• Page excerpt:
......

Filling a void indeed. Among the organizations’ most impactful initiatives is a deaf community center which provides support, socialization, and networking in five main areas: fitness, arts, education, employment, and entertainment. Across these disciplines the center features programs like sports leagues, a photography studio, ASL classes, college prep workshops, and internship opportunities, to name a few.  

Image: Deaf Planet Soul

But DPS wants its positive impact to be felt well beyond the Windy City. Like Perez, the organization’s staff draw from their own life experiences as inspiration for helping others. The refugee initiative was born out of this sentiment.

Abdulla has experience in humanitarian aid and was a refugee herself.

“She asked if we could set up a refugee program and I loved it,” Perez said. “There’s a huge, unprecedented rate of hearing loss among Syrian refugee kids and no organization has ever worked to provide audiological care. It’s another void that we wanted to fill.”

......

• Problem set:
1 - List the five main areas in which the deaf community center provides support, according to the Deaf Planet Soul excerpt.
2 - Reproduce everything from "Filling a void" down to "a refugee herself." in the Deaf Planet Soul excerpt, word for word.

• Provided data:
......

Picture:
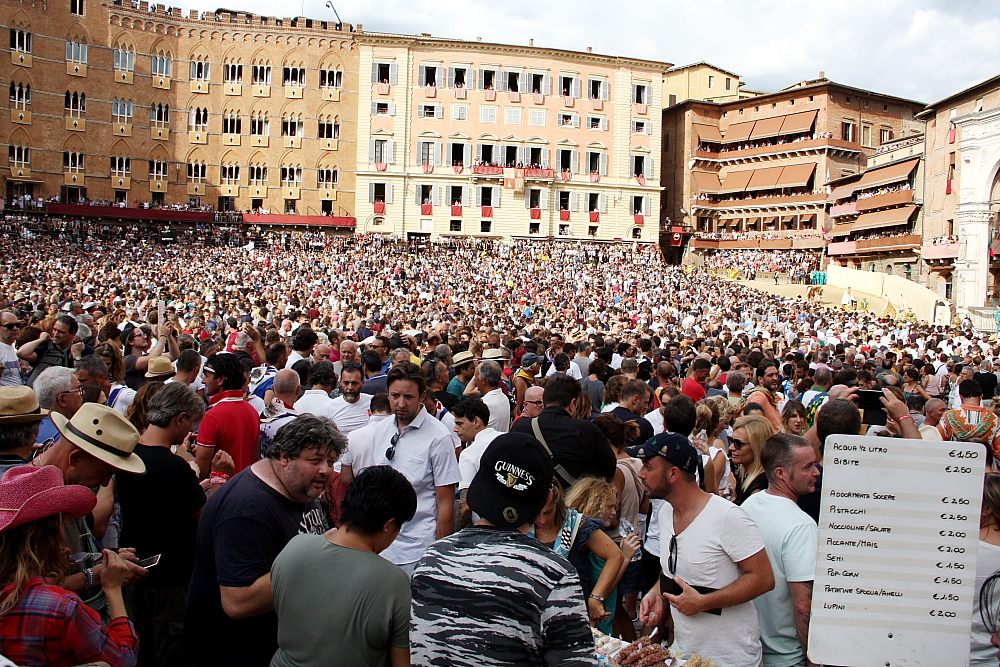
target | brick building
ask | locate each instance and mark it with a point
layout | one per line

......

• Per-task outputs:
1 - fitness, arts, education, employment, entertainment

2 -
Filling a void indeed. Among the organizations’ most impactful initiatives is a deaf community center which provides support, socialization, and networking in five main areas: fitness, arts, education, employment, and entertainment. Across these disciplines the center features programs like sports leagues, a photography studio, ASL classes, college prep workshops, and internship opportunities, to name a few.  

Image: Deaf Planet Soul

But DPS wants its positive impact to be felt well beyond the Windy City. Like Perez, the organization’s staff draw from their own life experiences as inspiration for helping others. The refugee initiative was born out of this sentiment.

Abdulla has experience in humanitarian aid and was a refugee herself.